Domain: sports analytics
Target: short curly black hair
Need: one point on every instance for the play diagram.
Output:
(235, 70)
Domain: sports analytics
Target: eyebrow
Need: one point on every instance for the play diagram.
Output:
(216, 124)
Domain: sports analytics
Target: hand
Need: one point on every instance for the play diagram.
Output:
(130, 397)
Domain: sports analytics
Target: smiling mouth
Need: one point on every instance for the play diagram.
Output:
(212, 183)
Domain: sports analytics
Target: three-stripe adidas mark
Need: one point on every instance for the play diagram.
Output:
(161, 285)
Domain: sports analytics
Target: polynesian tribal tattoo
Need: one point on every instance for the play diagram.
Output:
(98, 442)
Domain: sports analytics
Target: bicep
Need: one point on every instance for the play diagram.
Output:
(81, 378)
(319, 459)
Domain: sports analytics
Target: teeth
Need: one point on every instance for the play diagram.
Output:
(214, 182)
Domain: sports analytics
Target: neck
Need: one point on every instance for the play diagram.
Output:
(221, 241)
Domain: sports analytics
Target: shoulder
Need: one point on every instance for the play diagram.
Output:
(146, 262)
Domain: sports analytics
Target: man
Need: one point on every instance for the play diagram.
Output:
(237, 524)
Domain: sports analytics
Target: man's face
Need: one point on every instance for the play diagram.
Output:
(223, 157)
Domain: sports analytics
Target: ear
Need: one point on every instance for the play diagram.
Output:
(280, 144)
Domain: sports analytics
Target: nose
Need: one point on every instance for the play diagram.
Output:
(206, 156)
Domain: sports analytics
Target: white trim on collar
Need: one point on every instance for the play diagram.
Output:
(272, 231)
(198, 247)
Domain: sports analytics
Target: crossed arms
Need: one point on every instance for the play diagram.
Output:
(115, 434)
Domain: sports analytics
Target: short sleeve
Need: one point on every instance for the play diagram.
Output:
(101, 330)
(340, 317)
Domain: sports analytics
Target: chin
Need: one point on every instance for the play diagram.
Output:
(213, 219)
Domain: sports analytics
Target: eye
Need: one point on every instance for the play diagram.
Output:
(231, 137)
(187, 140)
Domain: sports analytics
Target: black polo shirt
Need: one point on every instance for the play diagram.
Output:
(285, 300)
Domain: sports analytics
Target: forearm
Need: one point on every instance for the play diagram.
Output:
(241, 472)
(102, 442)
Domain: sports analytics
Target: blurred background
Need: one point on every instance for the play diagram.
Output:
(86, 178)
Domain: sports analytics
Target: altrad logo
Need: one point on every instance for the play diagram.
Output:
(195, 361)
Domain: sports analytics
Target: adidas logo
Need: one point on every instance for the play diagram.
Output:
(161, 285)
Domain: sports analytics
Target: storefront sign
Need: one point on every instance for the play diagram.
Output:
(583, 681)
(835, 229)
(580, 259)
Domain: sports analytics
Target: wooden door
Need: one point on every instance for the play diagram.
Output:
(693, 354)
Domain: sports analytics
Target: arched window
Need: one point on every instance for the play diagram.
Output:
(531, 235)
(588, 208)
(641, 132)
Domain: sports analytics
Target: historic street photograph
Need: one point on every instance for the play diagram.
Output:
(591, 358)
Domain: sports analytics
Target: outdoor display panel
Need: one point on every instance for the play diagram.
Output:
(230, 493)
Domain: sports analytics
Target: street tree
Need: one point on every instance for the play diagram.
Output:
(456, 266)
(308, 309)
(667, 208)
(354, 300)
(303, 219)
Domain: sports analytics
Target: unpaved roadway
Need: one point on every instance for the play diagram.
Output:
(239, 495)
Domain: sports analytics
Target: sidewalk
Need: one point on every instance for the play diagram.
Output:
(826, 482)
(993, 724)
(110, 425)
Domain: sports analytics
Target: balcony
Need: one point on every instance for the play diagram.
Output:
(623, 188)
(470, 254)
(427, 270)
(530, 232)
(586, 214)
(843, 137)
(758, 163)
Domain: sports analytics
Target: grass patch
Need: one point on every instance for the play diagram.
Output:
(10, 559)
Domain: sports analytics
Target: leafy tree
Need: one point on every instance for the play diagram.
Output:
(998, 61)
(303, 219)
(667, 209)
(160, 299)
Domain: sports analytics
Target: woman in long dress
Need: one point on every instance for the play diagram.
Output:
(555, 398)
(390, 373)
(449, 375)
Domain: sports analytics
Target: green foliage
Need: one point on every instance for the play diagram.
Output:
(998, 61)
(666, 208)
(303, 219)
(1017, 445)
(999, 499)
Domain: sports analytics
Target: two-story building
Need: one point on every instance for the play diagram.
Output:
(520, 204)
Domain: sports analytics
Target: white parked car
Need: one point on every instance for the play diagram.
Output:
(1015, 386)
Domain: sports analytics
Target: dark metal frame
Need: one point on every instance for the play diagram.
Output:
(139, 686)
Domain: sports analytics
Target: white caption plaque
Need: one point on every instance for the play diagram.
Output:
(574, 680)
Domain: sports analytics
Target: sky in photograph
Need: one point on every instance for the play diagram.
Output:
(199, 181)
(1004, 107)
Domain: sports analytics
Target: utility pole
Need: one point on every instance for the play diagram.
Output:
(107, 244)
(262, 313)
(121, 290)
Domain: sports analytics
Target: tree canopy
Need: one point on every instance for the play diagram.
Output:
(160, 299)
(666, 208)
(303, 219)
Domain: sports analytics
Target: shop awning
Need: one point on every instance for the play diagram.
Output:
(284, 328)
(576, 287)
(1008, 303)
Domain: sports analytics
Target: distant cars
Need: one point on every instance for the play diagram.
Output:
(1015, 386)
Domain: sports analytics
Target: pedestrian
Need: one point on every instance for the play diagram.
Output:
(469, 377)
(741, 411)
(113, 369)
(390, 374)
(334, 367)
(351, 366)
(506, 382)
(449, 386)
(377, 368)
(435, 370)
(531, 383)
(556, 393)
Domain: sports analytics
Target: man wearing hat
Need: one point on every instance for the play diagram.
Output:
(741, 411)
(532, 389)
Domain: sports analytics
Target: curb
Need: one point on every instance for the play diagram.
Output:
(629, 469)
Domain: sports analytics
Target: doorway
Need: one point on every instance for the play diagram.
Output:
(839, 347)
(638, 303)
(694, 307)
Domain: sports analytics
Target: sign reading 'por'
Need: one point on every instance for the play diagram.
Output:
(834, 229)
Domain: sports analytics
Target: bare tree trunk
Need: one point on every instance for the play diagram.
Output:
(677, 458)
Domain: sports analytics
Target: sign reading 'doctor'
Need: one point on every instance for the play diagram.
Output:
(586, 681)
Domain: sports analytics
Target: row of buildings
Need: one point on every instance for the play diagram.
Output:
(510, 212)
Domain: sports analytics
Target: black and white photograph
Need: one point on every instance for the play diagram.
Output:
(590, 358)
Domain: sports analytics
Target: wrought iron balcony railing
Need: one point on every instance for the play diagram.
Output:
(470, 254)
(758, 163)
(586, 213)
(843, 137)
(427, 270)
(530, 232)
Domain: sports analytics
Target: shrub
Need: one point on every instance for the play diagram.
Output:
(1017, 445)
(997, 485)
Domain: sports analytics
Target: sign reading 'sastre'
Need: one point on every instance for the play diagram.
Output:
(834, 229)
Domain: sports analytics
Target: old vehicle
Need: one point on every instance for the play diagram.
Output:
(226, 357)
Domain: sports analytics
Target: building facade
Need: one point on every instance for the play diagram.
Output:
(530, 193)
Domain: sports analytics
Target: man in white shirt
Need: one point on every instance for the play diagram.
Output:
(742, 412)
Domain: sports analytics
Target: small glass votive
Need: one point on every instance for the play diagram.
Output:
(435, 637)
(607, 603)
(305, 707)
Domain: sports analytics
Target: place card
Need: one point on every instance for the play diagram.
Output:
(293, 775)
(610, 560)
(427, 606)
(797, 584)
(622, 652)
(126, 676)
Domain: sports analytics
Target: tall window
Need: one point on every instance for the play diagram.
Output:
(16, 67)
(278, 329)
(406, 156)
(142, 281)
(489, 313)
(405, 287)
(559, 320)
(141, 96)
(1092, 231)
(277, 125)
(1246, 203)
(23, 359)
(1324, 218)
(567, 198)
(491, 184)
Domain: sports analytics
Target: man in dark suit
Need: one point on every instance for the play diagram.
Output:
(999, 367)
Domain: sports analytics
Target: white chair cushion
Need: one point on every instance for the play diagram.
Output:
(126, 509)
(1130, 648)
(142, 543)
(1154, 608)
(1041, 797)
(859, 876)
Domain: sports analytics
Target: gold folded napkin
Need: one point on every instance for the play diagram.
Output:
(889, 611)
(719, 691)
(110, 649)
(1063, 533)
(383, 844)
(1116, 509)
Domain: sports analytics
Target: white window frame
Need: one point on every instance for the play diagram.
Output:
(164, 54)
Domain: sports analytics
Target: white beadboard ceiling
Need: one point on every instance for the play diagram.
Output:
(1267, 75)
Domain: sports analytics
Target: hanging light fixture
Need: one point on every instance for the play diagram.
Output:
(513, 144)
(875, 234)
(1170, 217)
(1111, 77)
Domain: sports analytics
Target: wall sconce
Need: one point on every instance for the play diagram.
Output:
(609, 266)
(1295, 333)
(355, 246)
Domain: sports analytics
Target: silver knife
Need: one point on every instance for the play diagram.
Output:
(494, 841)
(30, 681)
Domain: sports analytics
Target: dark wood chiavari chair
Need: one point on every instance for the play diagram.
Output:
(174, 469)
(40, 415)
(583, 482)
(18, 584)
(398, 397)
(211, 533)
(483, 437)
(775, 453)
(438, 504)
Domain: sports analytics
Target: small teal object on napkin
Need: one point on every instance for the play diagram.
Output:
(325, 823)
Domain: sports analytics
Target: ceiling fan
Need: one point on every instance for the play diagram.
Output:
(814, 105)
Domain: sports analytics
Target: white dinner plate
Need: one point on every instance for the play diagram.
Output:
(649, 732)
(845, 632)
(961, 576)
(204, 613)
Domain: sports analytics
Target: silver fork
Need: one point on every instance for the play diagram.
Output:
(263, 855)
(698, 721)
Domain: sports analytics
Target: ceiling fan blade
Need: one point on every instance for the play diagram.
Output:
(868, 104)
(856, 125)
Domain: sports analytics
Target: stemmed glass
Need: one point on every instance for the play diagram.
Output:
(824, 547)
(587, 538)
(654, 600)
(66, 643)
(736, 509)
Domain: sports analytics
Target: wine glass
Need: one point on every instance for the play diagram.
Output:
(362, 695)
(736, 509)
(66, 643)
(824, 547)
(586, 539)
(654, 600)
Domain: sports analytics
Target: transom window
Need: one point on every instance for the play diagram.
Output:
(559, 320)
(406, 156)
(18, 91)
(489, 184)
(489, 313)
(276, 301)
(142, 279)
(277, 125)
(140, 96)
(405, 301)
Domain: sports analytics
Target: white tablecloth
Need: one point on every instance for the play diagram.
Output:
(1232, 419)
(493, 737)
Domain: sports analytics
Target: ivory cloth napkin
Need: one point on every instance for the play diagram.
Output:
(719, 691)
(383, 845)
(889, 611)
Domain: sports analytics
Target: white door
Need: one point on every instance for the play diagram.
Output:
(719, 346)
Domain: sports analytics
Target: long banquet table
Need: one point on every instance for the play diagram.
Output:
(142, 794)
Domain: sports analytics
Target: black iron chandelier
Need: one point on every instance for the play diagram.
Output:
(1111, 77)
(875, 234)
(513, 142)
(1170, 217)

Task brief :: Locate the word "window" in the records above, and return each line that has it.

Response to this exercise ::
Target: arched window
Target: tall window
Target: white window frame
Target: transom window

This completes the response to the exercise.